What you need to do →
Please print every record below exactly as it reads.

[[ Records, beginning ]]

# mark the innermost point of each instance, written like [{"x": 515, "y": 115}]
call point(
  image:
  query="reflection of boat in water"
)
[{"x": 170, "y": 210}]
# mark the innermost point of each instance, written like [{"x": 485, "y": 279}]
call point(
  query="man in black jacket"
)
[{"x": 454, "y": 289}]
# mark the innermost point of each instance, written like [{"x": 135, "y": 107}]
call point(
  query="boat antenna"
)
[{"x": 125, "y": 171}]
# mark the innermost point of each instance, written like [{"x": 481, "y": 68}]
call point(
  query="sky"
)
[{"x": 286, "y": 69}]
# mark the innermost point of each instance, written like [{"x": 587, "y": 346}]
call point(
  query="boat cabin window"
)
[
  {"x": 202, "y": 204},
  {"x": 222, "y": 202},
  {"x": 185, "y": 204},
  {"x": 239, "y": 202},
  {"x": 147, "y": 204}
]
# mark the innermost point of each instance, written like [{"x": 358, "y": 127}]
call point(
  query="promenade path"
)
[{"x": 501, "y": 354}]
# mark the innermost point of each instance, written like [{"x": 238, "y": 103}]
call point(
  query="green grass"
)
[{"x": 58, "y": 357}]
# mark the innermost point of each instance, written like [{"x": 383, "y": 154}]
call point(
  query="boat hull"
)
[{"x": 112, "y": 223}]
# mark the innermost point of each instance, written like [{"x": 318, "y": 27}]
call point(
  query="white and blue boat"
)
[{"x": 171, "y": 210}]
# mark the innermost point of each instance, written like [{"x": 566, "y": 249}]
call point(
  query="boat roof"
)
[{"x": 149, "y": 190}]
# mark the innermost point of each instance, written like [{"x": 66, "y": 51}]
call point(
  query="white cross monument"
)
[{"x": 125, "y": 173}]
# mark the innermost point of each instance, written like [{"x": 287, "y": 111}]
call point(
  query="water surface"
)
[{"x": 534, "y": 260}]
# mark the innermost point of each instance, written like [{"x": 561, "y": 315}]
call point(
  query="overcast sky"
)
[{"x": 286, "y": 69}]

[[ Records, end ]]

Problem solution →
# mark the innermost point of each instance, written like [{"x": 515, "y": 115}]
call point(
  image:
  query="reflection of boat in water"
)
[{"x": 170, "y": 210}]
# mark the innermost point of each instance, written like [{"x": 485, "y": 279}]
call point(
  query="man in black jacket"
)
[{"x": 454, "y": 289}]
# mark the innermost point of each instance, written like [{"x": 135, "y": 107}]
call point(
  query="boat antenna"
)
[{"x": 125, "y": 171}]
# mark the innermost point of each instance, written like [{"x": 481, "y": 68}]
call point(
  query="sky"
)
[{"x": 286, "y": 69}]
# mark the innermost point of each instance, written like [{"x": 587, "y": 346}]
call point(
  query="boat cabin window"
)
[
  {"x": 202, "y": 204},
  {"x": 222, "y": 202},
  {"x": 185, "y": 204},
  {"x": 239, "y": 202},
  {"x": 147, "y": 204}
]
# mark the innermost point of each instance, written like [{"x": 358, "y": 127}]
call point(
  query="promenade path"
)
[{"x": 501, "y": 354}]
# mark the innermost point of each instance, written like [{"x": 238, "y": 103}]
call point(
  query="green grass"
)
[{"x": 58, "y": 357}]
# mark the innermost point of each instance, written like [{"x": 383, "y": 154}]
call point(
  query="boat hull"
)
[{"x": 112, "y": 223}]
# mark the innermost point of each instance, written like [{"x": 318, "y": 27}]
call point(
  query="white and blue boat"
)
[{"x": 171, "y": 210}]
# mark the innermost point of each instance, written like [{"x": 566, "y": 249}]
call point(
  query="boat roof"
)
[{"x": 149, "y": 190}]
# mark the innermost point of each instance, written like [{"x": 66, "y": 51}]
call point(
  query="white cross monument"
)
[{"x": 125, "y": 173}]
# mark the innermost point of each instance, written like [{"x": 287, "y": 111}]
call point(
  query="water surface"
)
[{"x": 534, "y": 260}]
# mark the innermost point of each instance, written like [{"x": 561, "y": 315}]
call point(
  query="overcast sky"
)
[{"x": 286, "y": 69}]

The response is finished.